[Source data]
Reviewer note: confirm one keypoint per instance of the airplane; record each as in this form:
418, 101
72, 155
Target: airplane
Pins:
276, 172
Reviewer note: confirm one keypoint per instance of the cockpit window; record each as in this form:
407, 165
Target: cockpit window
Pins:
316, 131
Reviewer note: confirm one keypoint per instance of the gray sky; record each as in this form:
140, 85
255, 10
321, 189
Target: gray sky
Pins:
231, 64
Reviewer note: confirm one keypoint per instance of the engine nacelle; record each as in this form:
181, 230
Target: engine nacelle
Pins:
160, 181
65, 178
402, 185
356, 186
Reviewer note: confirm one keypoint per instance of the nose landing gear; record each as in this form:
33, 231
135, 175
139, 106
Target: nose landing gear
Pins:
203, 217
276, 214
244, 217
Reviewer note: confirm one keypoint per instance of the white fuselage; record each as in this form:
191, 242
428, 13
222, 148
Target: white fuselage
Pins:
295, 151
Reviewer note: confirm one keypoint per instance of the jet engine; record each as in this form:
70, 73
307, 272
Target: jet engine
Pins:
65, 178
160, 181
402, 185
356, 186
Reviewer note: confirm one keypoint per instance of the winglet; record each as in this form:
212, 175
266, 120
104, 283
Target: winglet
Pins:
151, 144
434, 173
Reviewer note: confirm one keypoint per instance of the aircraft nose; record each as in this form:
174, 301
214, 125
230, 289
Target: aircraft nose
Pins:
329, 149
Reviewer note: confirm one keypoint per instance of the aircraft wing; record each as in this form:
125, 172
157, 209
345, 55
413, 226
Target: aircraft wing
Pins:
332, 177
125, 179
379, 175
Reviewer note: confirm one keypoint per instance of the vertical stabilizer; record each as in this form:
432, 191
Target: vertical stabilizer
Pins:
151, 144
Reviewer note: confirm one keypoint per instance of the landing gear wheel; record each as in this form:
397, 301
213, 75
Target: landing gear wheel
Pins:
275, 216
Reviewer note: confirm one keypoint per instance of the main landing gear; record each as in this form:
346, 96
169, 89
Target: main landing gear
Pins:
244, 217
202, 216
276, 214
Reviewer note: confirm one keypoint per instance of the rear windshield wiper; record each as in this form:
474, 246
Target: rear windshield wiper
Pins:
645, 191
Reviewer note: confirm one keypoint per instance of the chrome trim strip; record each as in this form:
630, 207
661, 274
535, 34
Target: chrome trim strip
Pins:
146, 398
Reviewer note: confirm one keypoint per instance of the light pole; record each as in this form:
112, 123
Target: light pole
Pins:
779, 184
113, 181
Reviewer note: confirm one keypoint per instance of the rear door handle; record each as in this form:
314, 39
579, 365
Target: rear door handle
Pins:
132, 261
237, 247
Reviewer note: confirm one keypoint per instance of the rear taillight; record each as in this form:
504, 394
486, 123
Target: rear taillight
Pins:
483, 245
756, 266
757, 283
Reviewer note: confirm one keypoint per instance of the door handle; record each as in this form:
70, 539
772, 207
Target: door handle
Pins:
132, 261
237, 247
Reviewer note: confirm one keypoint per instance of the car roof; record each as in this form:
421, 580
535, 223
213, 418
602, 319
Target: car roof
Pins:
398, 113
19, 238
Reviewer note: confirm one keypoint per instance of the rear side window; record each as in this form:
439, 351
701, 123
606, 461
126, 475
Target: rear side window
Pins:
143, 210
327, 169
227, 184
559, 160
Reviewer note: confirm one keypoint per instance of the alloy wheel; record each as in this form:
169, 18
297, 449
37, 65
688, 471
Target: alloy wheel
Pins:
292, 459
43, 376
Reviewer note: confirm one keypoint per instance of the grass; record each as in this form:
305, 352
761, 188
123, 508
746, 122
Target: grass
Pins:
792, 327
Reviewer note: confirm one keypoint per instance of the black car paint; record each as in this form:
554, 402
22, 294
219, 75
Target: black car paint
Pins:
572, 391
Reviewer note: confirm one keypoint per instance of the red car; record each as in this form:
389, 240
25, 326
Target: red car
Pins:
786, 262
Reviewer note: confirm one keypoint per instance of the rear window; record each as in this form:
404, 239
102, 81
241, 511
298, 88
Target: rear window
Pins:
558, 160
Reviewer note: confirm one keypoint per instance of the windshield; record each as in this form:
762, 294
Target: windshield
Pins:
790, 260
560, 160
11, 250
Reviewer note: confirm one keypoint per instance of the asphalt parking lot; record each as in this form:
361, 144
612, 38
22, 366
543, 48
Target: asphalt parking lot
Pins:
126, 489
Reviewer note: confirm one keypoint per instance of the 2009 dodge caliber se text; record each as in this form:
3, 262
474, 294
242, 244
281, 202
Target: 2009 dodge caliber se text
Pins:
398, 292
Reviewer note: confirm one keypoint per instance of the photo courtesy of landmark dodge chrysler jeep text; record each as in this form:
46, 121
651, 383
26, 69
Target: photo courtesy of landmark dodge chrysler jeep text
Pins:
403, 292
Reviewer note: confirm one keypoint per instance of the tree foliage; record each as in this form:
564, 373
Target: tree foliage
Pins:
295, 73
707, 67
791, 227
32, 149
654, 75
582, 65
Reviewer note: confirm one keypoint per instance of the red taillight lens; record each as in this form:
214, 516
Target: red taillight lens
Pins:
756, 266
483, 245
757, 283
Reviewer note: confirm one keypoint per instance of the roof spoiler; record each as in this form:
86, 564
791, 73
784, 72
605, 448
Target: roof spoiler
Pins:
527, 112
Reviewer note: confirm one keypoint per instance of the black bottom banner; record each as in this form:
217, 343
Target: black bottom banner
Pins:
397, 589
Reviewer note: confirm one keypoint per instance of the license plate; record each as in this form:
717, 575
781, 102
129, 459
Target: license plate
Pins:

THE EXERCISE:
Could you rewrite the material from the line holding "Reviewer note: confirm one keypoint per instance of the grass;" through its final line, inclusive, with each pin coordinate multiplied by 0.6 and rounded to a whole number, halves going up? Every other line, including the reviewer notes and their sample points, should stay unchanged.

PROBLEM SOLUTION:
Reviewer note: confirm one keypoint per instance of the grass; record each as in this form:
305, 352
761, 188
123, 508
746, 122
Target: grass
Pins:
475, 196
Reviewer note: confirm one keypoint per instance of the black car paint; record each as in this form:
554, 402
22, 294
219, 75
Target: black car paint
Pins:
343, 235
Reviewer note: confirm one keypoint per instance of the red car; record each as in this form:
389, 240
25, 326
Target: red car
Pins:
472, 157
Reviewer note: confirm one keypoint per instance of the rear window; record each as in this form:
404, 239
102, 81
241, 511
298, 88
Target: rear window
Pins:
335, 96
Reviewer note: confirm one keypoint per instance of the windshield; record each as in this form:
762, 294
Target: windshield
Pins:
474, 156
336, 96
7, 150
Reviewer note: confirm one keypoint per instance of the asphalt parking lot; record each as in this form:
361, 144
612, 38
22, 366
543, 48
Target: asphalt parking lot
Pins:
76, 293
Reviewer note: confirm one keypoint per instance of the 2009 dodge caliber se text; record each as in this form:
3, 262
474, 294
242, 244
281, 202
Target: 2009 dodge caliber se text
Pins:
239, 175
Reviewer note: confirm one keypoint per instance of the photo courtesy of landmark dodge chrysler jeep text; record each as in this form:
46, 121
651, 383
26, 69
Target: photo courtesy of landmark dodge chrysler jeep text
Pins:
242, 175
Reviewer note: confirm one keypoint per instance of the tree foliage; record each as in this form:
564, 373
Target: tree foliage
Pins:
177, 44
424, 40
475, 136
19, 89
392, 45
349, 39
Reviewer note: confirm one keypoint per instance of the red taillight lens; record each as in this form:
214, 516
Target: red taillight lens
Pins:
454, 160
290, 147
454, 170
Reviewer note: confirm one keypoint per instance of the roof spoiler; record each as in this form:
86, 564
791, 73
784, 72
605, 448
Target: roof spoiler
Pins:
316, 67
Reviewer note: confirm one keypoint per instance of the black bottom banner; record each as in this form:
217, 343
Target: black bottom banner
Pins:
238, 353
Reviewer note: confirm one keypoint per instance of the license plate; record each as in this form:
717, 575
781, 102
129, 459
Target: license plate
Pins:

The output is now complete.